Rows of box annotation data
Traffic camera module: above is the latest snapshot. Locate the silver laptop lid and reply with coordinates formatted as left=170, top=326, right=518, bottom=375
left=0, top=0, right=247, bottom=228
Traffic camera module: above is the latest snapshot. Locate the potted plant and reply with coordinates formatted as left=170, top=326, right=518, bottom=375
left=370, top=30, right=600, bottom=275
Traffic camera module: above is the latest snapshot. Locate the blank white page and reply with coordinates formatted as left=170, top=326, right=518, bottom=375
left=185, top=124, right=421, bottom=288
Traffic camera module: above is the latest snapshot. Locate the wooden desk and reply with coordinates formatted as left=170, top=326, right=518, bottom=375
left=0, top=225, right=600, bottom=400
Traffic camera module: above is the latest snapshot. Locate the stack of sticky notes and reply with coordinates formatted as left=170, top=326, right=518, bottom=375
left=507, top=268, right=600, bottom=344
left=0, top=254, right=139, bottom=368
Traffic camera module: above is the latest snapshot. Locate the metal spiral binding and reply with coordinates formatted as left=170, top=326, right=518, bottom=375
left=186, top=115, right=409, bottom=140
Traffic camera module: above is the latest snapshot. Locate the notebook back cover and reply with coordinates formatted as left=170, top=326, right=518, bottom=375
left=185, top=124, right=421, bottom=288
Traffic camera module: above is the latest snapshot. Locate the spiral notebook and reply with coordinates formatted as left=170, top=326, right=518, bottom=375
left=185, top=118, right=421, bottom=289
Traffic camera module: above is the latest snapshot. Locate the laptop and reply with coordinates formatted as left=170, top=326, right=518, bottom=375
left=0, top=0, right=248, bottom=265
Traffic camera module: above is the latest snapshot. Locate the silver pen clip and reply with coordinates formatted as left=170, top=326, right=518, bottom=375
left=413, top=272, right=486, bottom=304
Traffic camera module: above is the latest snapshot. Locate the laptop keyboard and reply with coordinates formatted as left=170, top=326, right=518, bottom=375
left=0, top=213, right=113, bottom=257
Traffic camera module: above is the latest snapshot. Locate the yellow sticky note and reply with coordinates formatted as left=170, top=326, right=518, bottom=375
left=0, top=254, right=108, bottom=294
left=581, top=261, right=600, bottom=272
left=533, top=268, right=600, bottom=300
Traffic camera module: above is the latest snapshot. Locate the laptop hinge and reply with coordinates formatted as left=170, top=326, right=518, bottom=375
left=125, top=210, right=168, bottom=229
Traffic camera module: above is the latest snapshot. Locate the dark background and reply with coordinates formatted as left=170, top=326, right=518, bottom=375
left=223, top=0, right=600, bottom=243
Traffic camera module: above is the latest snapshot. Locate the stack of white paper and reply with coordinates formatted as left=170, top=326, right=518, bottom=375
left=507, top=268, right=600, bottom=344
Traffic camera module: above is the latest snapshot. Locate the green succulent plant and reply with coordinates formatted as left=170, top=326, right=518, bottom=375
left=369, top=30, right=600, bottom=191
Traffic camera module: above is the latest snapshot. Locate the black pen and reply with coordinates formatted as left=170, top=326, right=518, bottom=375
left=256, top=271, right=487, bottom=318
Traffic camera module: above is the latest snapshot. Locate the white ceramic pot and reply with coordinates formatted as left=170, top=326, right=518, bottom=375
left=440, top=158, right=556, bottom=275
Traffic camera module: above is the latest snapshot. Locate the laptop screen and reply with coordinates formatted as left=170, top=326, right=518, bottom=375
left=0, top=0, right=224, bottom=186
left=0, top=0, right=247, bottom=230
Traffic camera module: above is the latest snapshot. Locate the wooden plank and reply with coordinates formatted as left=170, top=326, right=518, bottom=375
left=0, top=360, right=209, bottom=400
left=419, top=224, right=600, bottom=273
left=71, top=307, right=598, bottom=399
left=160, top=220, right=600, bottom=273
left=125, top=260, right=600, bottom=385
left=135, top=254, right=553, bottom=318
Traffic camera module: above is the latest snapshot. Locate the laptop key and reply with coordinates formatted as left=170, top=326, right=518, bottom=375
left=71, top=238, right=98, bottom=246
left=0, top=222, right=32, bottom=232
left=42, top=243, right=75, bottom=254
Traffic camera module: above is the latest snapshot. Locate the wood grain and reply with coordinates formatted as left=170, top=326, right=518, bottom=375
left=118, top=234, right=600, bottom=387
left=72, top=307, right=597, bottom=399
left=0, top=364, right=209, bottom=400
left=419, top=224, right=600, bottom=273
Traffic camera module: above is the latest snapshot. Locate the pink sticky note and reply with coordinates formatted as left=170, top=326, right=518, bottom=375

→ **Problem description**: Rewrite all of the data above, replacing every instance of "reply with coordinates" with "return the bounding box" and leaving everything else unchanged.

→ **Output for this task**:
Traffic camera module: above is the latest snapshot. Locate the silver laptop lid and return the bounding box formatted as left=170, top=326, right=518, bottom=375
left=0, top=0, right=247, bottom=228
Traffic camera module: above is the latest snapshot. Locate the potted plant and return the bounding box formatted as left=170, top=326, right=518, bottom=375
left=370, top=30, right=600, bottom=275
Traffic camera module: above is the latest snapshot. Locate the blank white page and return the bounding box formatted as left=170, top=326, right=518, bottom=375
left=185, top=124, right=421, bottom=288
Traffic camera module: above is the latest snapshot. Locate the wooden desk and return the bounding box formatted as left=170, top=326, right=518, bottom=375
left=0, top=225, right=600, bottom=400
Traffic camera module: above is the latest snapshot. Locate the stack of sticky notes and return the bounding box formatted as left=170, top=326, right=518, bottom=375
left=507, top=268, right=600, bottom=344
left=0, top=254, right=139, bottom=368
Traffic camera module: above is the latest snapshot. Locate the metal spiral binding and return the bounding box formatted as left=170, top=326, right=518, bottom=375
left=186, top=115, right=409, bottom=140
Traffic camera module: above is the latest snapshot. Locate the notebook back cover and return the bounding box formatted as left=170, top=326, right=518, bottom=375
left=185, top=124, right=421, bottom=288
Traffic camera module: above is the latest snapshot. Locate the spiral notebook and return the bounding box formatted as left=170, top=326, right=518, bottom=375
left=185, top=118, right=421, bottom=289
Traffic camera module: above is the latest snapshot. Locate the laptop and return the bounding box formatted as left=170, top=326, right=518, bottom=375
left=0, top=0, right=248, bottom=265
Traffic camera module: above is the latest snapshot. Locate the silver pen clip and return the bounding box formatted as left=170, top=326, right=518, bottom=375
left=413, top=272, right=486, bottom=304
Traffic camera module: above is the latest snapshot. Locate the laptop keyboard and return the bounding box formatted as left=170, top=326, right=518, bottom=375
left=0, top=213, right=113, bottom=257
Traffic camera module: above is the latest snapshot. Locate the yellow sticky note and return the bounding box formatted as left=170, top=326, right=518, bottom=375
left=0, top=254, right=108, bottom=294
left=581, top=261, right=600, bottom=272
left=533, top=268, right=600, bottom=300
Traffic camera module: above is the latest snapshot. Locate the laptop hinge and return the bounding box formatted as left=170, top=326, right=518, bottom=375
left=125, top=210, right=168, bottom=229
Traffic camera module: above is the latest snapshot. Locate the dark background and return the bounding box formatted as left=170, top=326, right=518, bottom=375
left=223, top=0, right=600, bottom=243
Traffic camera module: above is the latest snapshot. Locate the stack of white paper and return the bounding box formatted as left=170, top=326, right=518, bottom=375
left=507, top=268, right=600, bottom=344
Traffic camera module: above is the latest snapshot. Locate the green succulent plant and return the bounding box formatted as left=170, top=326, right=518, bottom=375
left=369, top=30, right=600, bottom=191
Traffic camera module: above is the latest snapshot. Locate the black pen and return the bounding box formatted as left=170, top=326, right=518, bottom=375
left=256, top=271, right=487, bottom=318
Traffic camera module: above is the latest snapshot. Locate the white ceramic pot and return the bounding box formatted as left=170, top=326, right=518, bottom=375
left=440, top=158, right=556, bottom=275
Traffic camera module: above is the latest snapshot. Locate the laptop screen and return the bounding box formatted as left=170, top=326, right=518, bottom=375
left=0, top=0, right=224, bottom=186
left=0, top=0, right=247, bottom=230
Traffic camera module: above is the latest snapshot. Locate the wooden plank and return the bounding box formatted as left=170, top=326, right=518, bottom=375
left=0, top=360, right=209, bottom=400
left=419, top=224, right=600, bottom=273
left=71, top=307, right=598, bottom=399
left=160, top=220, right=600, bottom=273
left=125, top=260, right=600, bottom=385
left=135, top=254, right=553, bottom=318
Traffic camera module: above is the latest snapshot. Locate the laptop key and return the bounding box formatted as left=170, top=326, right=518, bottom=375
left=71, top=238, right=98, bottom=246
left=0, top=222, right=32, bottom=232
left=42, top=243, right=75, bottom=254
Traffic camera module: above is the latest snapshot. Locate the wood grain and return the bounding box formatted as left=170, top=326, right=518, bottom=375
left=118, top=234, right=600, bottom=387
left=72, top=307, right=597, bottom=399
left=0, top=364, right=209, bottom=400
left=419, top=224, right=600, bottom=273
Traffic camera module: above is the latest snapshot. Locate the pink sticky note and return the bounding box formatted as left=170, top=326, right=518, bottom=375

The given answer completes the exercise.